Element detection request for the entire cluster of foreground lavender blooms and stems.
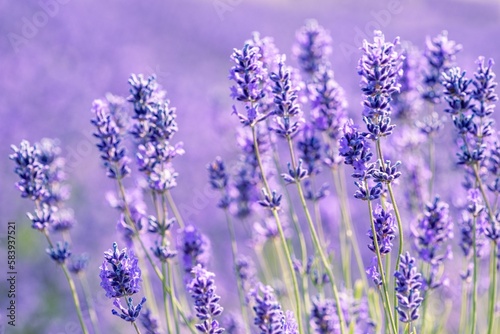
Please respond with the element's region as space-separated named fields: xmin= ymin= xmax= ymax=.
xmin=10 ymin=20 xmax=500 ymax=334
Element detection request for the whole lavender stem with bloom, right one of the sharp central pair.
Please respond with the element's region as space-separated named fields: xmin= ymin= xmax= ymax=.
xmin=270 ymin=56 xmax=346 ymax=333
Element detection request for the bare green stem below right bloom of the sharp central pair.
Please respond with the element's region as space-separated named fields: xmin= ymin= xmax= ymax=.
xmin=287 ymin=136 xmax=347 ymax=334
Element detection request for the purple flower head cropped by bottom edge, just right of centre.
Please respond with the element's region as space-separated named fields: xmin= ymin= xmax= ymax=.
xmin=250 ymin=284 xmax=285 ymax=334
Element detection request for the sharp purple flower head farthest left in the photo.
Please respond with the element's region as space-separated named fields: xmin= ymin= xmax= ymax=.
xmin=9 ymin=140 xmax=48 ymax=201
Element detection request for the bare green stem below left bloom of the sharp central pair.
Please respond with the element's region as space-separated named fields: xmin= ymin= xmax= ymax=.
xmin=250 ymin=124 xmax=304 ymax=334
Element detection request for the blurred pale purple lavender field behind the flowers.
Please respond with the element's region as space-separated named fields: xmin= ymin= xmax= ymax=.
xmin=0 ymin=0 xmax=500 ymax=334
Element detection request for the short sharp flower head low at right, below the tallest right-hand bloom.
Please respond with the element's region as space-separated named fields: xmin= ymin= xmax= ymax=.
xmin=394 ymin=252 xmax=423 ymax=323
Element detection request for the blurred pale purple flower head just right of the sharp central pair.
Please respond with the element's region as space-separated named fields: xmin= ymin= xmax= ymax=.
xmin=309 ymin=68 xmax=347 ymax=141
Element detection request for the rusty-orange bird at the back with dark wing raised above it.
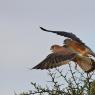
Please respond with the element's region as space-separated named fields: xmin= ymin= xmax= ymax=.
xmin=40 ymin=27 xmax=95 ymax=57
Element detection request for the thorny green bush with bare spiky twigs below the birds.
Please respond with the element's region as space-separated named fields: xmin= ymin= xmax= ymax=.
xmin=19 ymin=64 xmax=95 ymax=95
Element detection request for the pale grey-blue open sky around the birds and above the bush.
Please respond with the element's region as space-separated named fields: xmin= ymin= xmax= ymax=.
xmin=0 ymin=0 xmax=95 ymax=95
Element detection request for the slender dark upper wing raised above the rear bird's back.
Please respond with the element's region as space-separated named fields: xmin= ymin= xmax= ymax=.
xmin=40 ymin=27 xmax=85 ymax=45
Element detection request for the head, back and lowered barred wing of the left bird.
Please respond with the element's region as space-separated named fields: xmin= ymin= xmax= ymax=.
xmin=33 ymin=45 xmax=76 ymax=69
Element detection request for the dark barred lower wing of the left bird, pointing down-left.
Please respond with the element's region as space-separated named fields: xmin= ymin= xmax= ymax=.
xmin=32 ymin=53 xmax=75 ymax=69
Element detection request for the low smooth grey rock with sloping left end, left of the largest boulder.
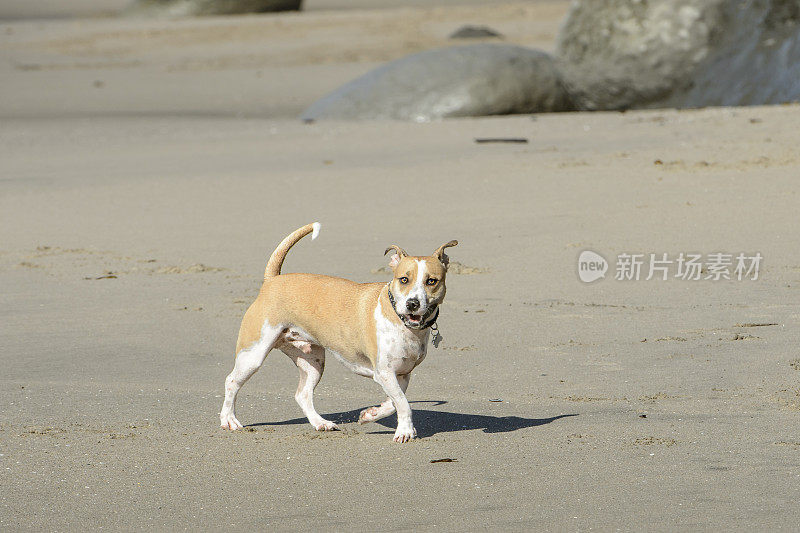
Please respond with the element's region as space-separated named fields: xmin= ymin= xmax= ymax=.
xmin=302 ymin=44 xmax=572 ymax=121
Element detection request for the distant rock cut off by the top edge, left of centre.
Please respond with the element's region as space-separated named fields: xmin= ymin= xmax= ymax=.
xmin=123 ymin=0 xmax=303 ymax=18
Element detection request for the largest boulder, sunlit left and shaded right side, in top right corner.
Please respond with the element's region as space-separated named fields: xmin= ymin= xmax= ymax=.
xmin=556 ymin=0 xmax=800 ymax=110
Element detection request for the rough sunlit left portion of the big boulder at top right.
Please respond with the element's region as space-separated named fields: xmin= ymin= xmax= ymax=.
xmin=556 ymin=0 xmax=724 ymax=110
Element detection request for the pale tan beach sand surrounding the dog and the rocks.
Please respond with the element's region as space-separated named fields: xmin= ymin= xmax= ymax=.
xmin=0 ymin=2 xmax=800 ymax=531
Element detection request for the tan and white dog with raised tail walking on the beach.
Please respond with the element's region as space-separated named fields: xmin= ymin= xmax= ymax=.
xmin=219 ymin=222 xmax=458 ymax=442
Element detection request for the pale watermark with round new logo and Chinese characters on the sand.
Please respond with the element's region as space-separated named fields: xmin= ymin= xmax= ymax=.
xmin=578 ymin=250 xmax=764 ymax=283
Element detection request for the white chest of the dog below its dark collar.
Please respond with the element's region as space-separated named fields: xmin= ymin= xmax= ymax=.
xmin=375 ymin=302 xmax=429 ymax=374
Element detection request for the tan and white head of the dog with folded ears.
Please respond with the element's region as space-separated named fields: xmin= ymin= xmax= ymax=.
xmin=384 ymin=241 xmax=458 ymax=329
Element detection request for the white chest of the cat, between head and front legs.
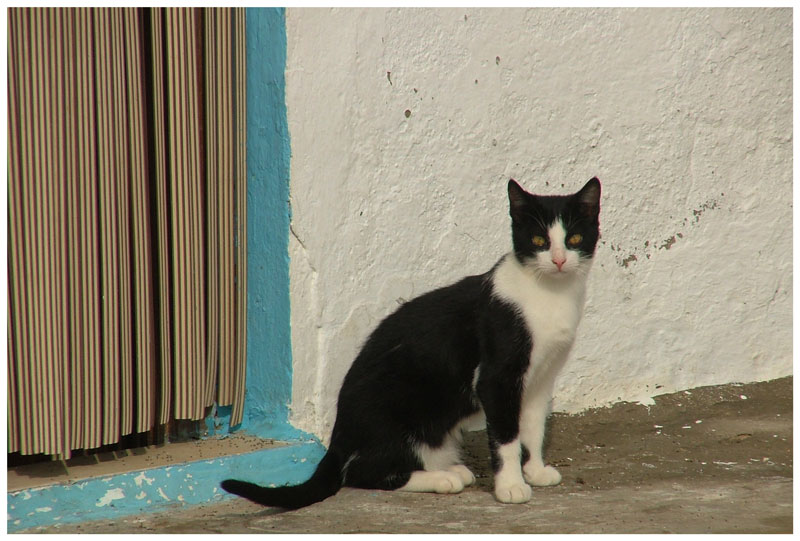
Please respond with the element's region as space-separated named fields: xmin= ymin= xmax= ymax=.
xmin=494 ymin=256 xmax=586 ymax=376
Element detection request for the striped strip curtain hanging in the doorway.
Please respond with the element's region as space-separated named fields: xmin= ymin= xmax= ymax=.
xmin=8 ymin=8 xmax=247 ymax=458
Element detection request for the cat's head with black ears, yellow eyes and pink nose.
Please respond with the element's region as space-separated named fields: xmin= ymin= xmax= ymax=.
xmin=508 ymin=177 xmax=600 ymax=279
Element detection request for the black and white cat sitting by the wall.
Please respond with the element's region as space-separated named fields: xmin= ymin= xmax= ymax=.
xmin=222 ymin=178 xmax=600 ymax=509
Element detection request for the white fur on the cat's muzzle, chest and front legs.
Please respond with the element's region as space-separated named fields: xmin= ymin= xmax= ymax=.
xmin=494 ymin=217 xmax=591 ymax=496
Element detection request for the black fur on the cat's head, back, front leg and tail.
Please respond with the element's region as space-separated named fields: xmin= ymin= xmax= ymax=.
xmin=222 ymin=179 xmax=599 ymax=509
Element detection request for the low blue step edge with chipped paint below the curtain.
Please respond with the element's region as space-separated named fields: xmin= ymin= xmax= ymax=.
xmin=6 ymin=441 xmax=325 ymax=533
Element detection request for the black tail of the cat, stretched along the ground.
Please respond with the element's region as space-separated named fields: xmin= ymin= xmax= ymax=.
xmin=221 ymin=449 xmax=343 ymax=509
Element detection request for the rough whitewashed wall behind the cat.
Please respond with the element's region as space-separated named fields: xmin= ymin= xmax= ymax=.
xmin=286 ymin=9 xmax=792 ymax=438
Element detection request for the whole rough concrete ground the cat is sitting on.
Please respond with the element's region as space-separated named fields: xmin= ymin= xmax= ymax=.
xmin=20 ymin=378 xmax=793 ymax=533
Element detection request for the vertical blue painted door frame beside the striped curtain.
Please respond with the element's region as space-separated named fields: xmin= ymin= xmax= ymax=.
xmin=242 ymin=8 xmax=308 ymax=439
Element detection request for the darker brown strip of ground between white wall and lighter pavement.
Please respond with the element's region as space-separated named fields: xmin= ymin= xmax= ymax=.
xmin=466 ymin=378 xmax=792 ymax=490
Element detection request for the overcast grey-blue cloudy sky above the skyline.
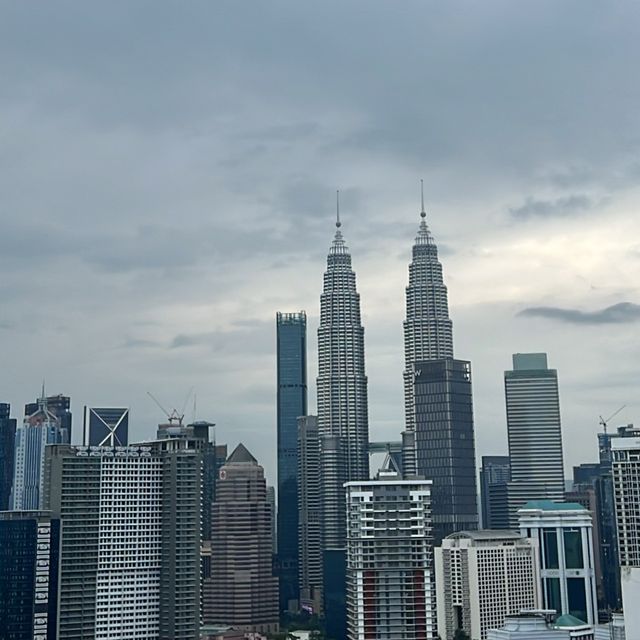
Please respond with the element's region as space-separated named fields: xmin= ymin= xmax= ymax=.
xmin=0 ymin=0 xmax=640 ymax=479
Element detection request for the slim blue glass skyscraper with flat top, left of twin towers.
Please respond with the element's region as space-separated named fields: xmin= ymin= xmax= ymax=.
xmin=276 ymin=311 xmax=307 ymax=611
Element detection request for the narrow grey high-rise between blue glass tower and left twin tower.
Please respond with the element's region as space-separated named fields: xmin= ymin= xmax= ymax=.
xmin=298 ymin=416 xmax=322 ymax=614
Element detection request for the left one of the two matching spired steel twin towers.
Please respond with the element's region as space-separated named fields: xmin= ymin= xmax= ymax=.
xmin=317 ymin=195 xmax=369 ymax=550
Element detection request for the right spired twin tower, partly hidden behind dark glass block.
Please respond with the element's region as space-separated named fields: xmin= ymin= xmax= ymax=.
xmin=404 ymin=181 xmax=453 ymax=431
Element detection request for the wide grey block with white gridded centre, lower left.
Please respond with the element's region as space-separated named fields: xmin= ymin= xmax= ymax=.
xmin=45 ymin=432 xmax=202 ymax=640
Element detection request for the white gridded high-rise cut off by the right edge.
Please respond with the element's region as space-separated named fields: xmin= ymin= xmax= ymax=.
xmin=611 ymin=428 xmax=640 ymax=640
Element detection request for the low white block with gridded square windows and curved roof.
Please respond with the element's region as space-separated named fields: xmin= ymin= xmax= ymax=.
xmin=434 ymin=529 xmax=541 ymax=640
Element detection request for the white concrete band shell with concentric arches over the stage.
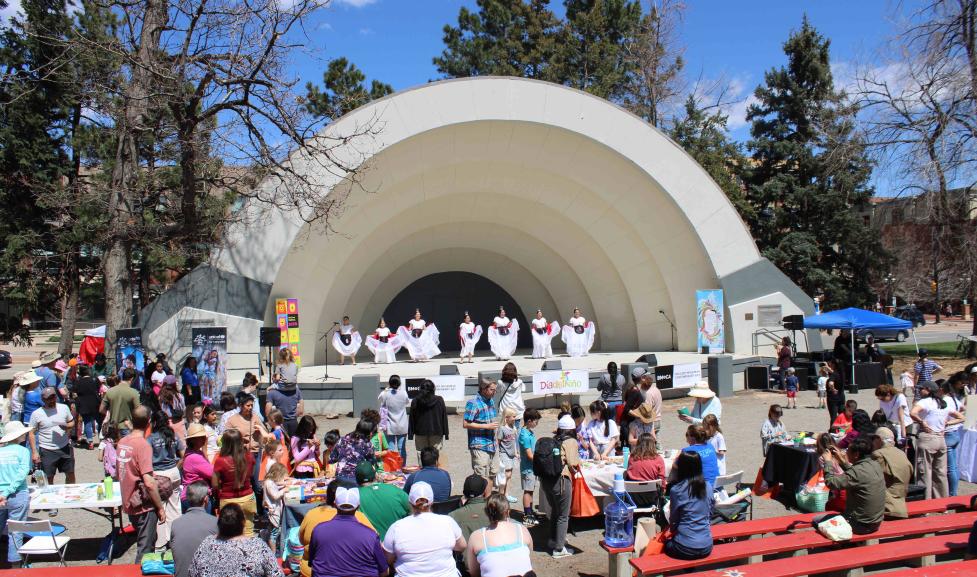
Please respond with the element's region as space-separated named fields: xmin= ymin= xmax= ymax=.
xmin=147 ymin=78 xmax=809 ymax=364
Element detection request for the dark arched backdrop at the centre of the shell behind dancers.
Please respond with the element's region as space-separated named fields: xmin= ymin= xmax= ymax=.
xmin=384 ymin=271 xmax=532 ymax=351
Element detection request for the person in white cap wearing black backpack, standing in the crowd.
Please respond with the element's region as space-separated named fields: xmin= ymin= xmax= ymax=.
xmin=533 ymin=415 xmax=580 ymax=559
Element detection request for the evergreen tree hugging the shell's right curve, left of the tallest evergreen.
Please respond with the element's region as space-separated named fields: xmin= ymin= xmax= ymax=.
xmin=669 ymin=96 xmax=752 ymax=220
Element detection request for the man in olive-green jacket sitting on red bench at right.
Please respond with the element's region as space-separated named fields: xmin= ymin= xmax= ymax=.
xmin=824 ymin=436 xmax=885 ymax=535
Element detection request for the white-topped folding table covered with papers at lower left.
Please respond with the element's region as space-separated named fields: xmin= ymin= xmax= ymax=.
xmin=30 ymin=481 xmax=122 ymax=565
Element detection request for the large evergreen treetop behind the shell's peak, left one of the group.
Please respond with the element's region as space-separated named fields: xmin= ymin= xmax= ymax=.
xmin=434 ymin=0 xmax=560 ymax=81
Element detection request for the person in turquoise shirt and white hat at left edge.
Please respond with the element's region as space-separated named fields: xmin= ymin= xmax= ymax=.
xmin=0 ymin=421 xmax=31 ymax=567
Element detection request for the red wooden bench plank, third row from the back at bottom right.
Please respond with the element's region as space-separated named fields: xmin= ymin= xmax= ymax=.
xmin=686 ymin=534 xmax=967 ymax=577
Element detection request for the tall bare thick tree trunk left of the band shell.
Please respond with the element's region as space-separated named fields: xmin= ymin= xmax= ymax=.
xmin=102 ymin=0 xmax=167 ymax=368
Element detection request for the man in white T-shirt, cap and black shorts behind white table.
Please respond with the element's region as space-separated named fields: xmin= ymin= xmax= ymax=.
xmin=29 ymin=387 xmax=75 ymax=488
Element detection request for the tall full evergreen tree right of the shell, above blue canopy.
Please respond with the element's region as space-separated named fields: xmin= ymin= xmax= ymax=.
xmin=744 ymin=17 xmax=887 ymax=307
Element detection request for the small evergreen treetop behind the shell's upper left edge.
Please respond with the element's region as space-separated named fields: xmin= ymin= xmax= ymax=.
xmin=305 ymin=58 xmax=393 ymax=119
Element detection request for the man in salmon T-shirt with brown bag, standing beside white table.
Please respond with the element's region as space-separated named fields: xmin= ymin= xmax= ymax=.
xmin=118 ymin=405 xmax=166 ymax=564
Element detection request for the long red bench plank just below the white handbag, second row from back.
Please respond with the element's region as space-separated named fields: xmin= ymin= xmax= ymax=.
xmin=631 ymin=512 xmax=977 ymax=575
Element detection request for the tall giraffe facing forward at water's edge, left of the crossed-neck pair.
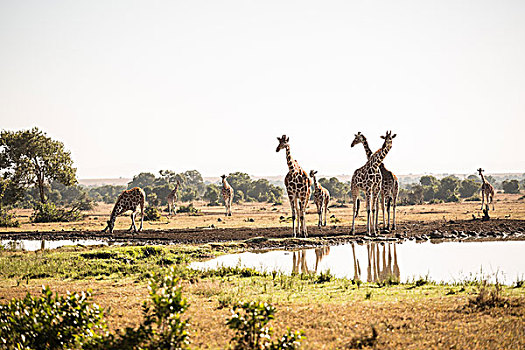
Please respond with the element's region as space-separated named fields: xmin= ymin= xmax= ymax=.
xmin=276 ymin=135 xmax=312 ymax=237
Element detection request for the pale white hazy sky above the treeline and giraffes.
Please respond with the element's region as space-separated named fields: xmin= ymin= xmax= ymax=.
xmin=0 ymin=0 xmax=525 ymax=178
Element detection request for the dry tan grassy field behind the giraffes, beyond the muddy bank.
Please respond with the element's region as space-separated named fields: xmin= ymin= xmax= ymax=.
xmin=0 ymin=194 xmax=525 ymax=233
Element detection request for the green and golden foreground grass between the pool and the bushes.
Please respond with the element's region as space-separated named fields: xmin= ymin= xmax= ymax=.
xmin=0 ymin=244 xmax=525 ymax=349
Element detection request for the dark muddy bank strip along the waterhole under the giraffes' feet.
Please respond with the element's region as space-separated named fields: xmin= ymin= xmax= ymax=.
xmin=0 ymin=219 xmax=525 ymax=249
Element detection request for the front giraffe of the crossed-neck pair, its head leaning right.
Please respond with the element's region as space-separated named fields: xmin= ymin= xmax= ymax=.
xmin=351 ymin=131 xmax=397 ymax=235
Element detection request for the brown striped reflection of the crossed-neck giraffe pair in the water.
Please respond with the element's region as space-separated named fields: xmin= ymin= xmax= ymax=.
xmin=362 ymin=243 xmax=400 ymax=283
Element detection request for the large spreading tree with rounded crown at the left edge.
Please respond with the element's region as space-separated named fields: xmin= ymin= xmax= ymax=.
xmin=0 ymin=127 xmax=77 ymax=203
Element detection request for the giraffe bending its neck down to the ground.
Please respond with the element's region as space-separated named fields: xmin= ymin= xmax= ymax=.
xmin=102 ymin=187 xmax=146 ymax=233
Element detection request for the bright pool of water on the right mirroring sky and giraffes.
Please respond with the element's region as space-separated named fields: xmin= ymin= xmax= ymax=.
xmin=190 ymin=241 xmax=525 ymax=284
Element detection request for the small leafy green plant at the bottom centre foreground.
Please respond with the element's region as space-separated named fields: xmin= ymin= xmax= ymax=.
xmin=226 ymin=301 xmax=304 ymax=350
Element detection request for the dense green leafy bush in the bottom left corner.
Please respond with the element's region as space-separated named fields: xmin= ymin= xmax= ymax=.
xmin=0 ymin=287 xmax=106 ymax=349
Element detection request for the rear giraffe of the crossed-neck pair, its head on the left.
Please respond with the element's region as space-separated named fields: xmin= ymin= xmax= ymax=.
xmin=351 ymin=132 xmax=399 ymax=230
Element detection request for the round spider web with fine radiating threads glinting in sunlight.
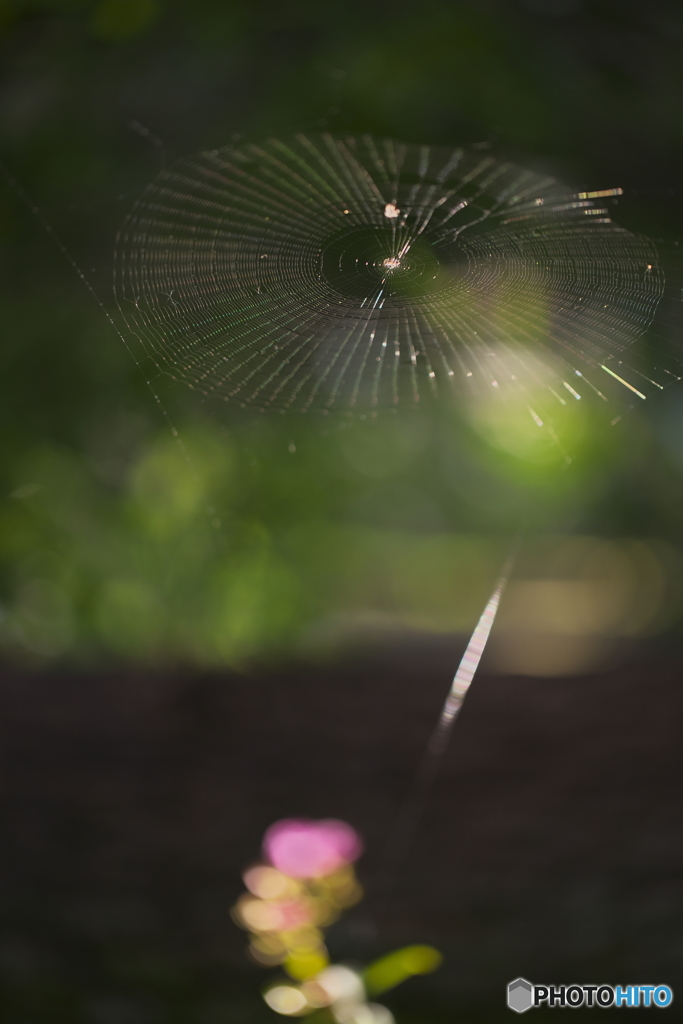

**Task goal**
Exactly as they appear, print the lines of the listing above from its first line through the line that contains "Element detection request for the bare green stem below right", minus the pictures.

**Expected answer**
Element detection request for the entire cluster of foreground lavender blooms and stems.
Please respond with the element's region as space-separated named fields: xmin= ymin= xmax= ymax=.
xmin=10 ymin=20 xmax=500 ymax=334
Element detection request for the whole lavender stem with bloom, right one of the sharp central pair.
Please respond with the element's region as space-separated named fields: xmin= ymin= xmax= ymax=.
xmin=270 ymin=56 xmax=346 ymax=333
Element detection request for the bare green stem below right bloom of the sharp central pair.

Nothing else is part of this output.